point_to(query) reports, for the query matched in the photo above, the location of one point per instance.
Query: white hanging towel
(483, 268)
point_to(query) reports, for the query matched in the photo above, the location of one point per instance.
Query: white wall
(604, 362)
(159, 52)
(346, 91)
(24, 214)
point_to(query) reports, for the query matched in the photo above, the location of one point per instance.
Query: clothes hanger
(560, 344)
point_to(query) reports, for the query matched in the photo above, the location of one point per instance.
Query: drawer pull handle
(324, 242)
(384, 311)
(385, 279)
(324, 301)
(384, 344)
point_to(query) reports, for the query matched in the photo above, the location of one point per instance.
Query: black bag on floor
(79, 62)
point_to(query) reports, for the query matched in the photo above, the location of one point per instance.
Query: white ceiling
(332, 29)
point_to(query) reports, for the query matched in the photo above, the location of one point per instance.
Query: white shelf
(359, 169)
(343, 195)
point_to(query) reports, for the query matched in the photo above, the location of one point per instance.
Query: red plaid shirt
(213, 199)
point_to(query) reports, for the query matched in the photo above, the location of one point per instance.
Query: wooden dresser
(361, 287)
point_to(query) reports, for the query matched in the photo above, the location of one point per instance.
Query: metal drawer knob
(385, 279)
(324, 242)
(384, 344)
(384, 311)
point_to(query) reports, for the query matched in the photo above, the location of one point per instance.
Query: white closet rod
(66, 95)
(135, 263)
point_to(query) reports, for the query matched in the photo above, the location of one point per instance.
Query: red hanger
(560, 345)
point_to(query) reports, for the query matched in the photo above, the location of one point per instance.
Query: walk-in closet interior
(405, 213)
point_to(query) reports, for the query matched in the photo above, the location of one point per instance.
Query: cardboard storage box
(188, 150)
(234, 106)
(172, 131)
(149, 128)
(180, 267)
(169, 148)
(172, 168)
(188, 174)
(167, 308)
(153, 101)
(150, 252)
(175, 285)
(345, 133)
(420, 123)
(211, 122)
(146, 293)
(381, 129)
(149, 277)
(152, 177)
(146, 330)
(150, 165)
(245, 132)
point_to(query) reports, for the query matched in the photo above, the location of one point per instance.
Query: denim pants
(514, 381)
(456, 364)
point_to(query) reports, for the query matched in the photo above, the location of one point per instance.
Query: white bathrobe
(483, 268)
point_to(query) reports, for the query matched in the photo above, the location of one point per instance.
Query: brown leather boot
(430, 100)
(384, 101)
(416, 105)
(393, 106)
# # # # # # #
Top to bottom, transcribe every line above exactly.

point_to(query) reports, for the query matched in the photo above, the location of one point per instance.
Query: white hanging towel
(483, 268)
point_to(query) reports, for the query matched in the photo above, the location of one point per instance.
Query: white wall
(604, 362)
(159, 52)
(346, 91)
(24, 214)
point_to(query) reports, for the query matched in the photo above, the location of one point per instance.
Query: clothes hanger
(560, 344)
point_to(query) reports, for the query matched in the photo above, the location of one point per instance.
Query: drawer pull handle
(324, 242)
(384, 311)
(385, 279)
(324, 301)
(384, 344)
point_to(query) reports, for the query matched in the photo above, the location of one point per instance.
Query: black bag on floor
(79, 62)
point_to(query) reports, for the query matched in the photo above, the location of one point per instance.
Query: white ceiling
(332, 29)
point_to(query) reports, for the query matched in the photo above, the location of one point per instance.
Query: white shelf
(359, 169)
(343, 195)
point_to(query) reports, for the query matched in the photo above, the location of one point per instance.
Query: red plaid shirt
(213, 199)
point_to(query) reports, for the query matched in the photo above, the location of one point per instance.
Query: wooden dresser
(361, 287)
point_to(query) reports, for the query matched in the photo above, the location of one point per instance.
Query: metal drawer knob
(385, 279)
(324, 242)
(384, 344)
(384, 311)
point_to(query) reports, for the query matched in the photo above, the location of one point per instance.
Query: white closet rod
(66, 95)
(135, 263)
point_to(query) reports, for the query matched in the photo above, the location of one point per instance.
Query: red hanger
(560, 345)
point_to(query) reports, for the query matched in the photo above, the location of one point per instance.
Query: walk-in closet interior
(405, 213)
point_to(query) reports, for the query matched in the photo above, the location of one point per instance.
Query: cardboard storage box
(188, 150)
(234, 106)
(172, 131)
(149, 128)
(180, 267)
(169, 148)
(172, 168)
(188, 174)
(167, 308)
(153, 101)
(150, 252)
(175, 285)
(345, 133)
(420, 123)
(211, 122)
(146, 293)
(381, 129)
(149, 277)
(152, 177)
(146, 330)
(150, 165)
(245, 132)
point_to(query) reports, for the query matched in the photo above, the location of one point per instance.
Query: denim pants
(514, 381)
(456, 364)
point_to(query) reports, for the query matched in the photo above, the location of one point per instance.
Query: white bathrobe
(483, 268)
point_to(query) reports, for the query matched in the photo above, the location of one point per instance.
Query: brown leather boot
(430, 100)
(384, 101)
(416, 105)
(393, 106)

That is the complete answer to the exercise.